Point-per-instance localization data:
= = = = =

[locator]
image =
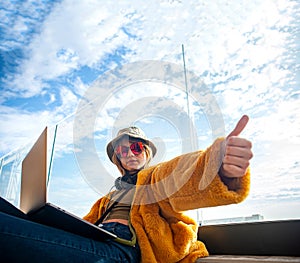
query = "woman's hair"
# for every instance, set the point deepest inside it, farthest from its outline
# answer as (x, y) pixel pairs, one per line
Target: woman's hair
(148, 152)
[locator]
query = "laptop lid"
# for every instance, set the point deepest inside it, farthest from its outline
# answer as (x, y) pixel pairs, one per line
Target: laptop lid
(34, 172)
(33, 198)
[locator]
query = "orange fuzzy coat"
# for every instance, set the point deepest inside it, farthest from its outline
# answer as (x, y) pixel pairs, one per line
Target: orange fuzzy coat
(165, 234)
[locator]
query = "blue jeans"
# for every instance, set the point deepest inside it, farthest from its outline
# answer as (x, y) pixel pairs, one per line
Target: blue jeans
(25, 241)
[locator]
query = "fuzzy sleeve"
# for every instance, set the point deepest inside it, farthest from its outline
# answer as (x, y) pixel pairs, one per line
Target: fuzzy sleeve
(191, 180)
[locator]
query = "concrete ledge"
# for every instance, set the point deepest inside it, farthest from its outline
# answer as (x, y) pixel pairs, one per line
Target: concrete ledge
(247, 259)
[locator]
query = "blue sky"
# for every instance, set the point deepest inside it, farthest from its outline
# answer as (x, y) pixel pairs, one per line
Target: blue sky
(247, 54)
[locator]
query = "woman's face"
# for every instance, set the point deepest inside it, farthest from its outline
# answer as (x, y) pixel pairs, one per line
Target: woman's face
(132, 161)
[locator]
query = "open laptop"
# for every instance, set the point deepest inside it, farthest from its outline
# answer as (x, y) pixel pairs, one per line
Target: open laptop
(33, 198)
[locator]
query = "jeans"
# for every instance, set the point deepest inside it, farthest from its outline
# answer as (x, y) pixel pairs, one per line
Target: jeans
(25, 241)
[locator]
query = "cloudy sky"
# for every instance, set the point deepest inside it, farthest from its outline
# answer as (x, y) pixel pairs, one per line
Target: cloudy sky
(93, 66)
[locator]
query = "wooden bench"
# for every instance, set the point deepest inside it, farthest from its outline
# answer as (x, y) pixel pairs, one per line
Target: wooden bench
(274, 241)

= = = = =

Going through the entries above, show each line that contains "query".

query = "woman's hair"
query = "laptop lid"
query = "orange fuzzy coat"
query = "blue jeans"
query = "fuzzy sleeve"
query = "concrete ledge"
query = "blue sky"
query = "woman's face"
query = "open laptop"
query = "jeans"
query = "cloudy sky"
query = "wooden bench"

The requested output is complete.